• [Extract provided]:
##########

Jo: I guess in the past I travelled around Europe and the UK a lot, climbing with Cubby who was in the British team then. We climbed a lot and often I’d do my own routes then work or top-rope his 7b-7c+’s. Climbing a lot meant I was pretty fit. Over the winter months we also bouldered a lot in Northumberland or on a wooden wall we had in Kinlochleven. During the winter I’d train a bit on the local Fort William wall which gave me good finger strength – I’d do hard circuits with a friend which again kept us fit. I’ve never been that strong though but climbing with Cubby taught me very good technique and how important good footwork is. Although I lacked power, I made up for in it technique unless the rock was very steep – then I was useless. I’d say though, my relaxed attitude to climbing meant I enjoyed it and never felt pressure to be good or achieve too much. I think when people put too much pressure on themselves it can backfire.
OCC: Not many females are doing grade VI's on mixed but you seem to take them in your stride. I remember you once told me you preferred mixed to ice. Why do you think you've beenable to do this with such apparent ease? Is it just lots of experience, crossover from your rock ability, or something else?

##########

• [Raw records]:
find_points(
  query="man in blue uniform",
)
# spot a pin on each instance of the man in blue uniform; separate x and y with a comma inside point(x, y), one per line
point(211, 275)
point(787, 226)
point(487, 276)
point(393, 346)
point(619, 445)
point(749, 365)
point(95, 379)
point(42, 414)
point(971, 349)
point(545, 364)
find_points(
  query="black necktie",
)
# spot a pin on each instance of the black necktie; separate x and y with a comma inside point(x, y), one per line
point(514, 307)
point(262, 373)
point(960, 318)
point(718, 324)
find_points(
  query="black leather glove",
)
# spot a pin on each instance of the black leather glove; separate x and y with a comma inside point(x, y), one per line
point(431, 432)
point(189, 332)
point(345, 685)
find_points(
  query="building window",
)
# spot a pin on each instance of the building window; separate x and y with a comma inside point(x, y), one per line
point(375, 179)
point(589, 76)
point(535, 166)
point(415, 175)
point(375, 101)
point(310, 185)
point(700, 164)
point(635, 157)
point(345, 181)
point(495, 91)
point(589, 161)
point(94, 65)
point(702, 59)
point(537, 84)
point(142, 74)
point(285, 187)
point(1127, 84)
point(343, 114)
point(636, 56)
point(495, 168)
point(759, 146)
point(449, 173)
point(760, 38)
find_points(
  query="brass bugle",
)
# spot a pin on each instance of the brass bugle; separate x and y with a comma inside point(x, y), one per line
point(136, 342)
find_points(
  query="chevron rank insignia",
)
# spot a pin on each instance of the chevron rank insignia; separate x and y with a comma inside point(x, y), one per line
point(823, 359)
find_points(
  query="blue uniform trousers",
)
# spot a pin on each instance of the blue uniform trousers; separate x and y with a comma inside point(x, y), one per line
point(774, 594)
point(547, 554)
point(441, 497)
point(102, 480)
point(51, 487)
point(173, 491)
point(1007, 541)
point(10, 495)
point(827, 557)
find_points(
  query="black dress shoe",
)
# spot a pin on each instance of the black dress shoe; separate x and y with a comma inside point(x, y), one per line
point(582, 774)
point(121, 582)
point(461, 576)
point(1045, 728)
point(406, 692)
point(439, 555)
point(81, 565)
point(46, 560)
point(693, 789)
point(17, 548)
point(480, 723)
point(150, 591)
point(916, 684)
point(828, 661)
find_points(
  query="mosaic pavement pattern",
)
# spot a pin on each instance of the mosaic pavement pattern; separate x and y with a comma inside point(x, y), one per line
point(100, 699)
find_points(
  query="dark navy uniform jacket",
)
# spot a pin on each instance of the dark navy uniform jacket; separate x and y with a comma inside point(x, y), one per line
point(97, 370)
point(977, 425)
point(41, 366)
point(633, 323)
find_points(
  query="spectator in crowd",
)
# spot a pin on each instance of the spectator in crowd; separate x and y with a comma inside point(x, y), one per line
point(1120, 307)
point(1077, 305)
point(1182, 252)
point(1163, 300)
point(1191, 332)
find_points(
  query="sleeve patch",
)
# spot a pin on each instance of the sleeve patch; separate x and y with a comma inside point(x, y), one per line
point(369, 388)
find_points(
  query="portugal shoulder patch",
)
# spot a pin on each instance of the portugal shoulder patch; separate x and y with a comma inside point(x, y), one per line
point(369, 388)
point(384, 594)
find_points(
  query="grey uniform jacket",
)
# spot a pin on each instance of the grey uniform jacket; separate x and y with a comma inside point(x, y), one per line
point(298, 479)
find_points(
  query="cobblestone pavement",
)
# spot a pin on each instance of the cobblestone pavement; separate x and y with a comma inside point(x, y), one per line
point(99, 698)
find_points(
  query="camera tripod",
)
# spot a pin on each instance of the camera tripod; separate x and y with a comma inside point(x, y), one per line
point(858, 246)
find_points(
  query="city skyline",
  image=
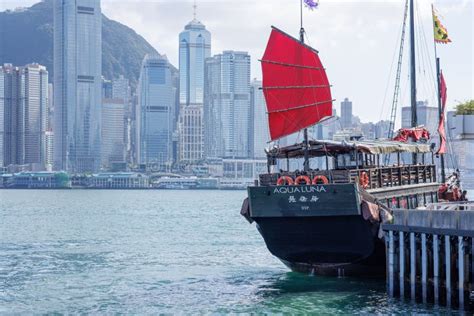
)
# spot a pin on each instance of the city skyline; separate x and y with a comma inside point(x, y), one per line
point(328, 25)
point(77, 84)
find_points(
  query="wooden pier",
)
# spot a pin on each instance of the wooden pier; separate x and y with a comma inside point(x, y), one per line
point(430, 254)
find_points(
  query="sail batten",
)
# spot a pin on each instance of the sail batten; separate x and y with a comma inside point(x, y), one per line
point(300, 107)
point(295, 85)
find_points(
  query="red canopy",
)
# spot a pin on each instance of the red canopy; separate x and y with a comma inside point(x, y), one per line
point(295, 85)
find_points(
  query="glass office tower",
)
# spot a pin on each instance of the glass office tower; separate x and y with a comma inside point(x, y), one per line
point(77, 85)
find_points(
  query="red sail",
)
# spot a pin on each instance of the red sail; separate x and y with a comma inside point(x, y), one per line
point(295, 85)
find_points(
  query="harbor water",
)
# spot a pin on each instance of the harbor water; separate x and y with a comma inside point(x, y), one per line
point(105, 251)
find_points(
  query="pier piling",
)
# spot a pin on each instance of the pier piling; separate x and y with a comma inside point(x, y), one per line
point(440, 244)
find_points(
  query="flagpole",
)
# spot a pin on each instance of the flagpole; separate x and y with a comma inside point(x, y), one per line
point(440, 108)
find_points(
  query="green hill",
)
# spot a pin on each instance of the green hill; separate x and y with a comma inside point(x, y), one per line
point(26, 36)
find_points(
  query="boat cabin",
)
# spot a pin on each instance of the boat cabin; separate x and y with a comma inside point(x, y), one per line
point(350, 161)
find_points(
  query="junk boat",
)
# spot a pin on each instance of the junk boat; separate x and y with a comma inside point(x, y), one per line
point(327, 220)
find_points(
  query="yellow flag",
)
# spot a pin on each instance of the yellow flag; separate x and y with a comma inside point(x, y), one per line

##########

• [Given instruction 1]: In the climbing interview, where did Jo and Cubby boulder during the winter months?
• [Given instruction 2]: From the climbing interview, extract the passage verbatim, starting at "OCC: Not many" up to and including "or something else?".
You won't need the records for this.

• [Written solution 1]: In Northumberland or on a wooden wall they had in Kinlochleven.

• [Written solution 2]:
OCC: Not many females are doing grade VI's on mixed but you seem to take them in your stride. I remember you once told me you preferred mixed to ice. Why do you think you've beenable to do this with such apparent ease? Is it just lots of experience, crossover from your rock ability, or something else?